_Passage given_
* perf stat output
@ 2009-11-12 22:03 Lucas De Marchi
2009-11-13 8:07 ` Peter Zijlstra
2009-11-15 9:13 ` Ingo Molnar
0 siblings, 2 replies; 7+ messages in thread
From: Lucas De Marchi @ 2009-11-12 22:03 UTC (permalink / raw)
To: Ingo Molnar, Peter Zijlstra, Arnaldo Carvalho de Melo; +Cc: linux-kernel
Hi all!
Some questions about perf stat output. See example:
lucas@LMS-linux:~/programming/testprograms> perf stat -e
L1-dcache-loads -e L1-dcache-load-misses -- make -j
gcc test_schedchanges.c -o test_schedchanges
gcc -pthread test_taskaff1.c -o test_taskaff1
gcc -pthread test_taskaff2.c -o test_taskaff2
gcc -pthread test_taskaff3.c -o test_taskaff3
Performance counter stats for 'make -j':
161384667 L1-dcache-loads # 0.000 M/sec
24853791 L1-dcache-load-misses # 0.000 M/sec
0.066893389 seconds time elapsed
Why do we have both L1-dcache-loads and L1-dcache-load-misses with
0.000 M/sec? Also, why do we have 0 M/s when running "perf stat -a -e
cache-misses -e cache-references" but values different than 0 when
running "perf stat -a" without selecting the events?
The last question: what does the "scaled from X%" mean? Is it related
to the maximum number of performance registers a processor can count
at a time?
Thanks
Lucas De Marchi
^ permalink raw reply [flat|nested] 7+ messages in thread
* Re: perf stat output
2009-11-12 22:03 perf stat output Lucas De Marchi
@ 2009-11-13 8:07 ` Peter Zijlstra
2009-11-13 14:46 ` Lucas De Marchi
2009-11-15 9:13 ` Ingo Molnar
1 sibling, 1 reply; 7+ messages in thread
From: Peter Zijlstra @ 2009-11-13 8:07 UTC (permalink / raw)
To: Lucas De Marchi; +Cc: Ingo Molnar, Arnaldo Carvalho de Melo, linux-kernel
On Thu, 2009-11-12 at 20:03 -0200, Lucas De Marchi wrote:
> Hi all!

_Supplied data_
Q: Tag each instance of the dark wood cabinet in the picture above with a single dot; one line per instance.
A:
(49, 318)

_Exercise A_
Which C source files does gcc compile in the perf stat thread? List them all.
_Exercise B_
Copy the perf stat thread word for word from "The last question: what" to "8:07 UTC (permalink / raw)".
_Exercise C_
According to the perf stat thread, how many seconds elapsed while 'make -j' ran?
The data has no connection to the perf stat thread.

_Result A_
test_schedchanges.c, test_taskaff1.c, test_taskaff2.c, test_taskaff3.c

_Result B_
The last question: what does the "scaled from X%" mean? Is it related
to the maximum number of performance registers a processor can count
at a time?
Thanks
Lucas De Marchi
^ permalink raw reply [flat|nested] 7+ messages in thread
* Re: perf stat output
2009-11-12 22:03 perf stat output Lucas De Marchi
@ 2009-11-13 8:07 ` Peter Zijlstra
2009-11-13 14:46 ` Lucas De Marchi
2009-11-15 9:13 ` Ingo Molnar
1 sibling, 1 reply; 7+ messages in thread
From: Peter Zijlstra @ 2009-11-13 8:07 UTC (permalink / raw)

_Result C_
0.066893389 seconds